§ Work instructions
Check every line of the entries below for the word "drooping". Then give the number of lines that have it, with nothing added.

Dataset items
|---|

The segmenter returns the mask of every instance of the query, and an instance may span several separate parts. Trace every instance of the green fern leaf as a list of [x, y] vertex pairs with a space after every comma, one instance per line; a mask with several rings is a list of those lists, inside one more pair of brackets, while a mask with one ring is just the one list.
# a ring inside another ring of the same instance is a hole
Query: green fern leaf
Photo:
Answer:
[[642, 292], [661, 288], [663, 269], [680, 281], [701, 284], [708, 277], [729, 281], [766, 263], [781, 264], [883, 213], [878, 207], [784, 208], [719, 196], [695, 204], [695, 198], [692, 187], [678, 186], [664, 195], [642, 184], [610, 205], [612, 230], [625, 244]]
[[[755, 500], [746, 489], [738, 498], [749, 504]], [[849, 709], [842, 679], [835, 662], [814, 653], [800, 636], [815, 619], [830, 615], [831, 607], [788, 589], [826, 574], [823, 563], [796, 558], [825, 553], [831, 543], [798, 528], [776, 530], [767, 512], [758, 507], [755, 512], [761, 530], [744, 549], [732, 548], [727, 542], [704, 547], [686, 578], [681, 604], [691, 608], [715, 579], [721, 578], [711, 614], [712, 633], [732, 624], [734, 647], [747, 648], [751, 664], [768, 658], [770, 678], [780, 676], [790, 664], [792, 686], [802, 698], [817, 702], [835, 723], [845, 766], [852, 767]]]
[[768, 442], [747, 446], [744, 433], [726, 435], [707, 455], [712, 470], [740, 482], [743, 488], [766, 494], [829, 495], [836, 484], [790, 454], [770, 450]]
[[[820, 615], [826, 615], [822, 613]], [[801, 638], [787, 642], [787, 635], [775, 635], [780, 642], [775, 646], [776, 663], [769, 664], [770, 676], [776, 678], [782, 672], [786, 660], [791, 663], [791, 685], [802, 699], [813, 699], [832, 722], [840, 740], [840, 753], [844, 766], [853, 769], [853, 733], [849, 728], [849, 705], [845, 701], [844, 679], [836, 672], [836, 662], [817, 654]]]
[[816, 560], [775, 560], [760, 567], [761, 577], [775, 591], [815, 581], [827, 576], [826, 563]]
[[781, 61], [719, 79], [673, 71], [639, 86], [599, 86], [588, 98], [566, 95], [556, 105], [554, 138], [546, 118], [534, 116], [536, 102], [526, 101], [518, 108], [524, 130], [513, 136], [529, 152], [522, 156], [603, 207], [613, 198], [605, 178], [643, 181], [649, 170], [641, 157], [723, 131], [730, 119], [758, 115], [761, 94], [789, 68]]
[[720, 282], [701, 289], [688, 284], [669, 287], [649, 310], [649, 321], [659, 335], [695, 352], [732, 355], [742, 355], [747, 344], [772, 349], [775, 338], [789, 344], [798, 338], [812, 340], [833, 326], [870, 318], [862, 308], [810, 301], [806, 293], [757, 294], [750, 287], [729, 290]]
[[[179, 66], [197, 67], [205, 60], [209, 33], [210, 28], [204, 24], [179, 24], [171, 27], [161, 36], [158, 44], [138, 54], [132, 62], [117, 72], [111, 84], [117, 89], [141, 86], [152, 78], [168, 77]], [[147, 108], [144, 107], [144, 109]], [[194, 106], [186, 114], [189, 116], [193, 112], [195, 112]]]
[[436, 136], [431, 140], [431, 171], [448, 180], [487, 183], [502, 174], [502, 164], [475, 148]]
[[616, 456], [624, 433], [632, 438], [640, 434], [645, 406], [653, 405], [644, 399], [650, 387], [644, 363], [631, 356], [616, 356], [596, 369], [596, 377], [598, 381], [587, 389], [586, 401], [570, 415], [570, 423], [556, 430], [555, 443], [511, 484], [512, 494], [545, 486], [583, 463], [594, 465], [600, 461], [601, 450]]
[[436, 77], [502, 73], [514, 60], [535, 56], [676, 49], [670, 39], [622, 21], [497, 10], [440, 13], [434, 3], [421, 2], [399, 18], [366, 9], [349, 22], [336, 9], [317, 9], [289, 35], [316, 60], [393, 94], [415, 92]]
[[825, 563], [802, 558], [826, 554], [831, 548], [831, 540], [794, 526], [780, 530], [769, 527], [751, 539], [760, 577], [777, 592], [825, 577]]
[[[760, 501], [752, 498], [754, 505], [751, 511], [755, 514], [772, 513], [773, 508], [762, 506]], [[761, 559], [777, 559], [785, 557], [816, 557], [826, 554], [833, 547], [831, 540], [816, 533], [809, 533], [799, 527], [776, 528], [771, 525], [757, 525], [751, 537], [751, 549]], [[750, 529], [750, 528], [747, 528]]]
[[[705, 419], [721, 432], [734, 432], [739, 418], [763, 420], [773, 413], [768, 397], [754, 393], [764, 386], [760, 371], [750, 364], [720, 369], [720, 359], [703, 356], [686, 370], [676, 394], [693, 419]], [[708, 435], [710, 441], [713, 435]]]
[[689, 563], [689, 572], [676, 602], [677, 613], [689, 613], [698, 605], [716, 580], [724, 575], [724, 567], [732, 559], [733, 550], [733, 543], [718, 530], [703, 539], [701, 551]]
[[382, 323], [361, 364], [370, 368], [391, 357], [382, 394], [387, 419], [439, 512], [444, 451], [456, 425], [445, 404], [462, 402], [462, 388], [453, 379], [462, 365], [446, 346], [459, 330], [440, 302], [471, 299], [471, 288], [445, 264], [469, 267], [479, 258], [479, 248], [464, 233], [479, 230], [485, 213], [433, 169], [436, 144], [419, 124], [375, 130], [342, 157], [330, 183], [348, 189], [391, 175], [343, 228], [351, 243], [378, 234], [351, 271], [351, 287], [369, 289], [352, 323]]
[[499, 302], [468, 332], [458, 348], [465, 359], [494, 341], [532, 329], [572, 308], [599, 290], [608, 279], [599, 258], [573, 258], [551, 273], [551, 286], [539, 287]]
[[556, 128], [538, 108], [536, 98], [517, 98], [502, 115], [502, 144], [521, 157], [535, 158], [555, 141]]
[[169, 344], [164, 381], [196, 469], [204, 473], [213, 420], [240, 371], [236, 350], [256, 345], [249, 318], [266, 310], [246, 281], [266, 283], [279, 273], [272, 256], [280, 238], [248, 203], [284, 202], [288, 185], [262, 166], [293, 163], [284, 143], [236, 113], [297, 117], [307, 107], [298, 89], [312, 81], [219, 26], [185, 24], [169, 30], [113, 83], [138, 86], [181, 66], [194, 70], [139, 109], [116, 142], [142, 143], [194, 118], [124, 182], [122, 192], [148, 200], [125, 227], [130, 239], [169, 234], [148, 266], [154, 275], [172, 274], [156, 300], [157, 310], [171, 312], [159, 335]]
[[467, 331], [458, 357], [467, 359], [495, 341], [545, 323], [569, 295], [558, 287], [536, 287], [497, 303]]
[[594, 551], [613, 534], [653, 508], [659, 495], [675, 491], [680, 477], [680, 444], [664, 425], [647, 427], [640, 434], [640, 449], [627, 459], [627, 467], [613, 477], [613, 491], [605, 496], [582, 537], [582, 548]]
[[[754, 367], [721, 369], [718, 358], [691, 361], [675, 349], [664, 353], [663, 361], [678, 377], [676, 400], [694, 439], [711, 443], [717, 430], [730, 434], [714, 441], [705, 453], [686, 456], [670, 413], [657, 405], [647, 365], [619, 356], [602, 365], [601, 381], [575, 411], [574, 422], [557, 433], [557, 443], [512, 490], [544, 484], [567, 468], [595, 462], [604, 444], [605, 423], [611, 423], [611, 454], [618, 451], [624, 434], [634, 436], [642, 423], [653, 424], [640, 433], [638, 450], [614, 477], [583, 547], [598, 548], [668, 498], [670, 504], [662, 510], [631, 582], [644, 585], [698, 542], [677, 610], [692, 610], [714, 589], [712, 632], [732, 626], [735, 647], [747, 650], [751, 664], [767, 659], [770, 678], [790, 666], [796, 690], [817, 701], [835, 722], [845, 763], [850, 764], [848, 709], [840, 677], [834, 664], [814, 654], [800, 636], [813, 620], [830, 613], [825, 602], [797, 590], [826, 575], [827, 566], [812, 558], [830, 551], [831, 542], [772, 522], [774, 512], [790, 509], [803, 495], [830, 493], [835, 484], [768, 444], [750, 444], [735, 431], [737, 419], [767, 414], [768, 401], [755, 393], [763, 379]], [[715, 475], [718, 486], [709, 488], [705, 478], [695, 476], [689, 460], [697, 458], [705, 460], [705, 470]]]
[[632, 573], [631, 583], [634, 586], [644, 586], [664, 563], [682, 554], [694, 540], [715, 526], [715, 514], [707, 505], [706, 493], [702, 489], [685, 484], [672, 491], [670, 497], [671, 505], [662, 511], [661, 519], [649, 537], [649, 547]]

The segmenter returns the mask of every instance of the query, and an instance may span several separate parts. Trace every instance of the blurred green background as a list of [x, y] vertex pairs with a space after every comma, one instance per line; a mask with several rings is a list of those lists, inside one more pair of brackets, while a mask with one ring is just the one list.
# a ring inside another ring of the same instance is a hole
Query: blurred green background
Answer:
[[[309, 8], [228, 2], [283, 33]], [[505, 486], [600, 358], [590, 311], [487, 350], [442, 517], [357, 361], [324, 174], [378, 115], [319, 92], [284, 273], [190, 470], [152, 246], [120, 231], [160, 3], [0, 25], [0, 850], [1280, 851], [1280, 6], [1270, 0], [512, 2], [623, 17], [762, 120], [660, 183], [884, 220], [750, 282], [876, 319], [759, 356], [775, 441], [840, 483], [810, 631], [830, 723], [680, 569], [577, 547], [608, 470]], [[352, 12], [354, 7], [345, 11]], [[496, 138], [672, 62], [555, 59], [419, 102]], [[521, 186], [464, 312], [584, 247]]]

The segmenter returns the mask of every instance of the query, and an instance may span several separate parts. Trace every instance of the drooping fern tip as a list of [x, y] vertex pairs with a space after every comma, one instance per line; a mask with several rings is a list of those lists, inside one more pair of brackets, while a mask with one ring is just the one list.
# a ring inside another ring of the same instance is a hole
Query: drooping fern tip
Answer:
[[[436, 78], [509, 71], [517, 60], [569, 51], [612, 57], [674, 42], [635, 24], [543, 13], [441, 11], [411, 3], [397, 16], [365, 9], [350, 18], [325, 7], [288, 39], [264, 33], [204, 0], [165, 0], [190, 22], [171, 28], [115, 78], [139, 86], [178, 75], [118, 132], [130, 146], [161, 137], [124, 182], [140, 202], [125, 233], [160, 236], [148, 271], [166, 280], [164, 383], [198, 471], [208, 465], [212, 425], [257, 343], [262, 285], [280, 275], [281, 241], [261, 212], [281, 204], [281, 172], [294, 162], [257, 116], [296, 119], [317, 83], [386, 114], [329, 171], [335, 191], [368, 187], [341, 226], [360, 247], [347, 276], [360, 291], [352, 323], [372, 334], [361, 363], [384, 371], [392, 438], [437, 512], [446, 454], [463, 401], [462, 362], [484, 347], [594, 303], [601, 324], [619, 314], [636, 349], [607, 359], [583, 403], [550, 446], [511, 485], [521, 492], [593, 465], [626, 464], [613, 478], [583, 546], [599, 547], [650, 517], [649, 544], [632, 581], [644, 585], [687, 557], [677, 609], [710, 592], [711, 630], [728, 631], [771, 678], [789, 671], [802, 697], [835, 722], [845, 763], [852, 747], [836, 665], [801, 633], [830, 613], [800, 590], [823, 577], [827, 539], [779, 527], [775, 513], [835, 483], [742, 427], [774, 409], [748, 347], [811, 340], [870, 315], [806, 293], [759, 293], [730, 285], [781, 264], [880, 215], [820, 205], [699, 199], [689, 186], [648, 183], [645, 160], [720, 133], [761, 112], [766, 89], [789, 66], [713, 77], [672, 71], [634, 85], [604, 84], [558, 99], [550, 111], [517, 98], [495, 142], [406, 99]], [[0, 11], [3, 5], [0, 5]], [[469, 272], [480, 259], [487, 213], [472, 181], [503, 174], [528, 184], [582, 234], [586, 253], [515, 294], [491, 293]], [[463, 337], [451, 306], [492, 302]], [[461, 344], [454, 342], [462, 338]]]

|---|

§ Answer for the task
2